Your task
Rewrite the passage of the text on relational values from "Third, relational values" to "of human flourishing.", putting "thriving" in place of "flourishing" wherever it appears.

Text to read
We propose the core meaning of relational values as the “values of meaningful, and often reciprocal human relationships—beyond means to an end—with nature and among people through nature, where nature is often specified as a particular landscape, place, species, forest, etc.” (Chan et al. 2016, Chan et al. 2018, De Vos et al. 2018, Himes and Muraca 2018, Schröter et al. 2020). Relational values are frequently framed as context dependent, often place-based, nontradable, and therefore largely not substitutable in principle (Kenter et al. 2019). They refer to complex human–nature relationships that are integral to a good quality of life and are important for how some people understand themselves as living in and through reciprocal relationships of responsibility in the bioculturally diverse world they inhabit (McGregor 2010, Kimmerer 2011).

We identified six salient articulations for relational values—the relatively recent and still open discussion of relational values justifies a larger variety of expressions and a lower level of synthesis in the use of the term.

First, close to the core meaning, as it was used more or less explicitly in the majority of the analyzed papers, relational values are intended as the values of or deriving from desirable, meaningful, just, and reciprocal relationships of people with nature and among people through nature (Chan et al. 2016, Schröter et al. 2020). The term often overlaps with other salient articulations that emphasize more specific types of relationships and is frequently evoked by citing the foundational Chan and colleagues (2016) paper or the IPBES framework's definition of relational values.

Second, relational values refers to values relative to or deriving from relationships that are constituent parts of people's identity (cultural, individual or collective; Musschenga 2004, De Vos et al. 2018, Gould et al. 2019). This articulation is helpful in expressing the value of people–nature relationships for indigenous peoples and local communities (IPLC). For example, in the New Zealand agreement between the Indigenous Whanganui Iwi (Māori) people and the Crown, the river Te Awa Tupua is acknowledged as connected with the identity of the iwi and hapū in an inalienable way, because the document literally says, “I am the River and the river is me” (Te Awa Tupua (Whanganui River Claims Settlement) Act 2017 2017).

Third, relational values refers to values relative to or deriving from relationships that are constituent elements for living a good life. This includes relationships with people and nature that are essential components of a meaningful and flourishing life (eudaimonia), worthy of a human being, including virtues and attitudes of responsibility (Klain et al. 2017, Jax et al. 2018, Schröter et al. 2020). For instance, Knippenberg and colleagues (2018, p. 43) insisted that “good relations are key constituents of the good life” and propose the concept of nature-inclusive eudaimonia, in which nature is considered constitutive of human flourishing.

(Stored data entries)
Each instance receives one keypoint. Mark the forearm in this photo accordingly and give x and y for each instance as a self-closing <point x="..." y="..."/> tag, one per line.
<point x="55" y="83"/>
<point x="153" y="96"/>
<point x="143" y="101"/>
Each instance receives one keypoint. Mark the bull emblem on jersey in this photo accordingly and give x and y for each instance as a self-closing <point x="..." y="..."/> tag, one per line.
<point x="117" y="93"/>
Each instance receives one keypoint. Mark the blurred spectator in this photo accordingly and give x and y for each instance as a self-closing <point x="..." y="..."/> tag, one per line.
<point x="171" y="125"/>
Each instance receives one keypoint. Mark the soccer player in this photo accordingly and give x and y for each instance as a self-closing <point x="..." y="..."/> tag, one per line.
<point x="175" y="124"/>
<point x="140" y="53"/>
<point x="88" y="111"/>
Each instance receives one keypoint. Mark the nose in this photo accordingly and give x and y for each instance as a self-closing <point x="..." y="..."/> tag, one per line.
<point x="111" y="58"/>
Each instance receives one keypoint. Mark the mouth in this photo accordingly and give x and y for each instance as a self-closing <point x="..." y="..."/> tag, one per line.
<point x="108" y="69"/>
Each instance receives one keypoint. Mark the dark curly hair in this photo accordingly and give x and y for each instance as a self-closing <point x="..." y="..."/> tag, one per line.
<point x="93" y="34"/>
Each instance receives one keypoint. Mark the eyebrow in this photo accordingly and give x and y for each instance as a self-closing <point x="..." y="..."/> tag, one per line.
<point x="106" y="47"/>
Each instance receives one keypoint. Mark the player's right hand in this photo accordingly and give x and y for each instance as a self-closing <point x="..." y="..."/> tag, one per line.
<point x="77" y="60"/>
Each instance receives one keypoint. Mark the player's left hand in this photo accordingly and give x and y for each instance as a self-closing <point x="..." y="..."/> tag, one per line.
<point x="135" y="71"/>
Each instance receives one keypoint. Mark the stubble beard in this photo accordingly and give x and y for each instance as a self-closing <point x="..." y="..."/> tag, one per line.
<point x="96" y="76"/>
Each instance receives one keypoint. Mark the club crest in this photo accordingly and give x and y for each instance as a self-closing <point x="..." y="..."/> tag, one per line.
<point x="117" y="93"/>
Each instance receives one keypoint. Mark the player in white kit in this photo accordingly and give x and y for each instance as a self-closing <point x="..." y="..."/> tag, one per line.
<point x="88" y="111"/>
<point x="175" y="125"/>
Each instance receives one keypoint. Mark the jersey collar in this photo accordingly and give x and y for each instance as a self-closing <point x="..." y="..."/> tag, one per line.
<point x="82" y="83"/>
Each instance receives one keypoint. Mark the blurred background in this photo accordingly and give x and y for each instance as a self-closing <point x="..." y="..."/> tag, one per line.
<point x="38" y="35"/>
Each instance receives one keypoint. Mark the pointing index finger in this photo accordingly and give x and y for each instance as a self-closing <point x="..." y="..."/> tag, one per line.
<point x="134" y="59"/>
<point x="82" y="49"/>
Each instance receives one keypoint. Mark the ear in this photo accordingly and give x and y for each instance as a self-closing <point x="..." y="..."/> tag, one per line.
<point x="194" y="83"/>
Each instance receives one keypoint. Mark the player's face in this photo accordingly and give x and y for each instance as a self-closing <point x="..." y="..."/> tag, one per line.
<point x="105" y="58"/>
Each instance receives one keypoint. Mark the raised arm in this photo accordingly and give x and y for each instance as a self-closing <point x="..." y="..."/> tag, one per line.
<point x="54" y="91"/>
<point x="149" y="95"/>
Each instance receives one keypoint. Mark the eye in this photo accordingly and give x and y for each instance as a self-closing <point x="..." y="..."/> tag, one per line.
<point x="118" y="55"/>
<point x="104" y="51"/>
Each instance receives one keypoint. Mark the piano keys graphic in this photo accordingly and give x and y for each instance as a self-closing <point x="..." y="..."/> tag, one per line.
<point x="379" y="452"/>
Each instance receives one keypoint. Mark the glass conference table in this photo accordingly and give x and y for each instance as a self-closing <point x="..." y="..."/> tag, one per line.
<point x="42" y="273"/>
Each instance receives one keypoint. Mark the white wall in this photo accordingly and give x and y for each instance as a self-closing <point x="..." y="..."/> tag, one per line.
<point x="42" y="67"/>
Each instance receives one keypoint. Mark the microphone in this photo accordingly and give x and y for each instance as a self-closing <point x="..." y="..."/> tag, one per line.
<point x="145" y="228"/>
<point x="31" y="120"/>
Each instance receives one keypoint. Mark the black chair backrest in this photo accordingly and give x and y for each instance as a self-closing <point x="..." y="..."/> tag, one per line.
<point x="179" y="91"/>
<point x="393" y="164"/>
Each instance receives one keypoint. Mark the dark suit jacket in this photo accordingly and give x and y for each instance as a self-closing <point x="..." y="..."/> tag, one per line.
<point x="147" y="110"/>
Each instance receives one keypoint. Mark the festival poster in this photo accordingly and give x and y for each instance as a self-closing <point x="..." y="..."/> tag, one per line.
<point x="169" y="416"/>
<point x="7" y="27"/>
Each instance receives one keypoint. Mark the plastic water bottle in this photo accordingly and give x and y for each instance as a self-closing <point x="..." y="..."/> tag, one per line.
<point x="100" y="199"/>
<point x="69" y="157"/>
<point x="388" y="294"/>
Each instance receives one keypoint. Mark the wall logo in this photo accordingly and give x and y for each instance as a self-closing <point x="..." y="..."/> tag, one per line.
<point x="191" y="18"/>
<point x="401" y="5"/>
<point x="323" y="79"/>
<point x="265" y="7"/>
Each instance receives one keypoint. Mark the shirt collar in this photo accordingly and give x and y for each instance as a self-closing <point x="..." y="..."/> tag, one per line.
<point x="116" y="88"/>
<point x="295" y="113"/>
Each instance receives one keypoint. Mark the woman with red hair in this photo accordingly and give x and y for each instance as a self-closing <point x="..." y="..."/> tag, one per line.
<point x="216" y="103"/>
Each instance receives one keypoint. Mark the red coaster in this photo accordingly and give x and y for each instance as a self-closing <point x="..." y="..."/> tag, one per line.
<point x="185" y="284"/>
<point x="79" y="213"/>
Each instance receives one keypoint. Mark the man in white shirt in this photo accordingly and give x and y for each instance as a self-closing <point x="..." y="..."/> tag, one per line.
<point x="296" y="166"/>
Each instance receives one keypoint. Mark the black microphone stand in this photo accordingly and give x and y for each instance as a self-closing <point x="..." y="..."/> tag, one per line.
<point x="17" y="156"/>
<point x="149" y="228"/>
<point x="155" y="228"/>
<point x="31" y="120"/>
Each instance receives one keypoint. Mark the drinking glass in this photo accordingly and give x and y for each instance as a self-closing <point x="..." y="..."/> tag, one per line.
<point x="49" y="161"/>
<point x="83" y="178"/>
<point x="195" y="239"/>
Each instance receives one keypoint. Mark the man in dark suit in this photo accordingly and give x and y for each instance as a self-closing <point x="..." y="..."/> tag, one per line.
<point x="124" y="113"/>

Finished answer
Third, relational values refers to values relative to or deriving from relationships that are constituent elements for living a good life. This includes relationships with people and nature that are essential components of a meaningful and thriving life (eudaimonia), worthy of a human being, including virtues and attitudes of responsibility (Klain et al. 2017, Jax et al. 2018, Schröter et al. 2020). For instance, Knippenberg and colleagues (2018, p. 43) insisted that “good relations are key constituents of the good life” and propose the concept of nature-inclusive eudaimonia, in which nature is considered constitutive of human thriving.